# [Check your understanding]
#1 In the blog passage about having a surgical drain removed, list each phrase set in single quotation marks that the writer uses to describe the struggle of the last couple of days.
#2 Continue the blog passage about recovering after breast surgery, starting after its last sentence.

# [Document passage]
A little tug & a cough times three...

...and pull...


Jane removed the dressing across my breast and put a new one over the site of the drain to soak up the little bit of liquid that will continue leaking out over the next 24hrs. After that the fluid will start to dissipate and re-absorb into my body. It feels really good to be free of the tube. Hurrah! Thanks Nurse Jane!!!

p.s. Is it just me or does anyone else find it just a little hilarious how my 'new' boob stands to attention when I'm lying down. It really does look ridiculous compared to my other 'real' boob on the left which naturally flattens out a bit with gravity.


Just a dip

I've been struggling to keep my chin up for the last couple of days. A bit of 'I've had enough of being sick', a lot of 'I'm tired of this wretched drain protruding from my body' and some of 'I'm not sure if I can get through the next 6 months intact'.

(Natural-language object grounding data)
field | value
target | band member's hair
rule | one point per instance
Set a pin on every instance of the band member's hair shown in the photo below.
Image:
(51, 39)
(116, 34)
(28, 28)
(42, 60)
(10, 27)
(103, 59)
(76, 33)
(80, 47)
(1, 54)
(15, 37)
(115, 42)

# [Written answers]
#1
- 'I've had enough of being sick'
- 'I'm tired of this wretched drain protruding from my body'
- 'I'm not sure if I can get through the next 6 months intact'

#2
Bound to happen I suppose, I couldn't honestly expect to be chirpy 100% of the time and I'd be deluding myself if I didn't acknowledge the dips on this rollercoaster ride.

I've been having some rather upsetting dreams lately about finding tumours in other parts of my body...I hope that its just a case of my brain working its way through a few of my fears and NOT that its a premonition.

On a good note: we've managed to snavel an extra day of Preschool for Harry which is a blessing. He adores going to 'school' with all his new friends and the fantastic activities that go with it. Life has been turned upside down for him too lately so having an extra structured day in the week will really help. In fact our weeks are quite full now. Mondays are home/playdate days, Tuesdays are swimming lessons, Wednesdays are library & the park, Thursday/Friday are Preschool. It also means a bit more time just one on one with Jack which will be lovely.

Saturday, February 16, 2013

A little night music


We've just come home from a truly magnificent afternoon at the Canberra Symphony Orchestra's annual concert at Government House. It couldn't have been a more spectacular day for such an event with abundant summer sunshine, a soft breeze and a perfect temp of 26 degrees, (Previous years were far more dramatic with thunder, lightening and bucketing rain).

This year's theme was a European Picnic.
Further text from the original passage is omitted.